- **TEXT**
────────
TORONTO, Oct. 26 /PRNewswire/ - Agnico-Eagle Mines Limited today reported
a third quarter net loss of $1.4 million, or $0.02 per share compared to a net
loss of $5.1 million, or $0.09 per share in the third quarter of 1999.
Operating cash flow increased to $1.5 million, or $0.03 per share, compared to
a deficit of $5.5 million, or $0.10 per share in 1999.
Highlights for the quarter included:
-
Mine and mill expansion to 5,000 tons per day completed on schedule in
early October with mill already operating at peak tonnages of 5,500
tons per day.
-
Penna Shaft operating at 5,000 tons of ore per day with peak tonnages
of over 7,000 tons of ore per day.
-
Gold production and cash costs on budget for the quarter and year to
date.
-
Definition drilling continues to identify higher than average gold
grades in Zones 20 North and 20 South. Deep drill program resumed in
the quarter.
"The LaRonde Mine is now positioned to generate increasing cash flows
from higher gold production and sharply lower unit costs", said Sean Boyd,
President & CEO. "Our efforts over the next few quarters will be focused on
optimizing our operations at LaRonde to maximize cash flow and expand our
reserve and resource position through the continuation of our drilling
program", added Mr. Boyd.
The Company is hosting a conference call today at 2:30 p.m. to discuss
third quarter results and to provide an update on exploration and development
activities. To participate in the conference call, please dial (416) 620-2412.
────────
- **RECORDS**
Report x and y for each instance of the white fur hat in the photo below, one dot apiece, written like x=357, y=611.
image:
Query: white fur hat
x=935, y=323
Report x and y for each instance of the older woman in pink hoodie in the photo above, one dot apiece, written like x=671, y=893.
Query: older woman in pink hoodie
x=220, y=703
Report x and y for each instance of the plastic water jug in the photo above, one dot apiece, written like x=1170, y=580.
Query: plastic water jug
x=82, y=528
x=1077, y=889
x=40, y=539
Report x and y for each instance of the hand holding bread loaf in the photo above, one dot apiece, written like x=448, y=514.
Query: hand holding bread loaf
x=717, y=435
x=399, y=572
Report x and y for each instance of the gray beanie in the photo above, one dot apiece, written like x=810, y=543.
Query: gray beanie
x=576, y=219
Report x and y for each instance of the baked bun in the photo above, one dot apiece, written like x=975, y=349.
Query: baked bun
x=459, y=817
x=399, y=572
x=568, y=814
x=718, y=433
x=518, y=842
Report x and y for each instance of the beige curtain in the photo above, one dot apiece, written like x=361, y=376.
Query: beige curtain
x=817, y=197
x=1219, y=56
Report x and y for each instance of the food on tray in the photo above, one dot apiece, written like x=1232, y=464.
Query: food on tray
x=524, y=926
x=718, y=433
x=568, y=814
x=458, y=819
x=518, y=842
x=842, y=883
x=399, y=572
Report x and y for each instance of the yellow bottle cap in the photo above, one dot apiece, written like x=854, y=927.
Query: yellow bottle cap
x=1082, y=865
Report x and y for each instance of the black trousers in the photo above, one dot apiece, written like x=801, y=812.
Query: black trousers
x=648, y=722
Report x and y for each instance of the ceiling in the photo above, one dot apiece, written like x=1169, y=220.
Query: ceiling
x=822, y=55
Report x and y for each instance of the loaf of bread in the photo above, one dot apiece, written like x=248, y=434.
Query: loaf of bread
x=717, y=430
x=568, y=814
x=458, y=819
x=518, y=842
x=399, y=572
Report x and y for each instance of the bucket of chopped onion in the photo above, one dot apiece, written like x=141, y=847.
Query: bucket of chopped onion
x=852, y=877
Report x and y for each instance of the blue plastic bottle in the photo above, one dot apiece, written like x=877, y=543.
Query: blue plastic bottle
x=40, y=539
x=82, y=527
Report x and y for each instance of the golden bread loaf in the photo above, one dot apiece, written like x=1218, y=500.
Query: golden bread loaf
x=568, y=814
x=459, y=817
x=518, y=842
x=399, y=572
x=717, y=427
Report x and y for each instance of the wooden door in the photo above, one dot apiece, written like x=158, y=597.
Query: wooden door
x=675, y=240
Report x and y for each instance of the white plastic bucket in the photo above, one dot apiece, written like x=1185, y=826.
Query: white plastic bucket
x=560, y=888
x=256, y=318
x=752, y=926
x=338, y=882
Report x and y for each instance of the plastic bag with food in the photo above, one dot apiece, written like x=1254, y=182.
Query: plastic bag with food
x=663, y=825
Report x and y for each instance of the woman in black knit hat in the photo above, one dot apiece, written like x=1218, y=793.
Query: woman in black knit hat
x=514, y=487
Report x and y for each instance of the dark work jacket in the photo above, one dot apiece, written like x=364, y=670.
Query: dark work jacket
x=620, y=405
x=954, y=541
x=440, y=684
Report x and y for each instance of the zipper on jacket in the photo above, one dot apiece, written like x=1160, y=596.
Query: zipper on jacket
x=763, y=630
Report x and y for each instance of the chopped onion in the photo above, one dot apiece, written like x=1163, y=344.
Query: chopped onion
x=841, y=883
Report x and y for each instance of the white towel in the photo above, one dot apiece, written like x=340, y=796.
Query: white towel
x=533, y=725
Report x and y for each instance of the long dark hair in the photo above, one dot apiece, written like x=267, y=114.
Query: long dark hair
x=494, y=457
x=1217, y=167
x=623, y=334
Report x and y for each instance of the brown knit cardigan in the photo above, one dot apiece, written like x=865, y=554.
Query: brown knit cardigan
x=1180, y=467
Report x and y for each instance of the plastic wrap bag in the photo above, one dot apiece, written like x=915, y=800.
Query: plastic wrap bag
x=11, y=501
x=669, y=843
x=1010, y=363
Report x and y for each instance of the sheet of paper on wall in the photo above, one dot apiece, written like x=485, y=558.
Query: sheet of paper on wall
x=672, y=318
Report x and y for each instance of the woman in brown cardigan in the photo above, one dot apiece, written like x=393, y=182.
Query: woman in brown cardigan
────────
- **WHAT TO WORK ON**
[a] According to the Agnico-Eagle third quarter results release, at what peak rate is the mill already operating?
[b] List every highlight for the quarter given in the Agnico-Eagle third quarter results release.
[c] Pick up the Agnico-Eagle third quarter results release after its final sentence and continue writing it.

- **RESULTS FOR THE EXERCISE**
[a] 5,500 tons per day.

[b]
- The mine and mill expansion to 5,000 tons per day was completed on schedule in early October, with the mill already operating at peak tonnages of 5,500 tons per day.
- The Penna Shaft is operating at 5,000 tons of ore per day, with peak tonnages of over 7,000 tons of ore per day.
- Gold production and cash costs were on budget for the quarter and year to date.
- Definition drilling continues to identify higher than average gold grades in Zones 20 North and 20 South, and the deep drill program resumed in the quarter.

[c]
To access the rebroadcast, please dial 1-800-558-5253 and enter the
reservation number 16619422.
OPERATING RESULTS AND FINANCIAL POSITION
Cash operating costs to produce an ounce of gold improved dramatically in
the quarter to $199 per ounce compared to $375 per ounce in the third quarter
of 1999 due to higher realized grades for all metals as the transition from
Shaft No. 1 to the Penna Shaft continued. Gold production of 39,230 ounces in
the third quarter was better than budget and an improvement of 161 percent
from a year ago. Cash flow will continue to increase in the fourth quarter as
gold production remains on target at over 70,000 ounces. Cash costs are
anticipated to be approximately $75 per ounce in the fourth quarter.
At September 30, 2000 Agnico-Eagle's cash balance, excluding bullion on
hand, was $9.2 million with a working capital position of $16.8 million.
Including the undrawn portion of its bank facility, Agnico-Eagle has $52
million of available liquidity. Approximately $40 million remains to be spent
to complete the LaRonde expansion program through 2002.
DRILLING AND EXPLORATION
Five drills were in operation at the end of the third quarter. One drill
was devoted to delineation drilling in the upper part of the mine, two drills
to resource conversion on the western extension of Zone 20 North between Level
134 and the shaft bottom, one drill to the deep exploration program and the
fifth to the 20th Level Exploration Drift extending previously drilled holes
on to the El Coco property.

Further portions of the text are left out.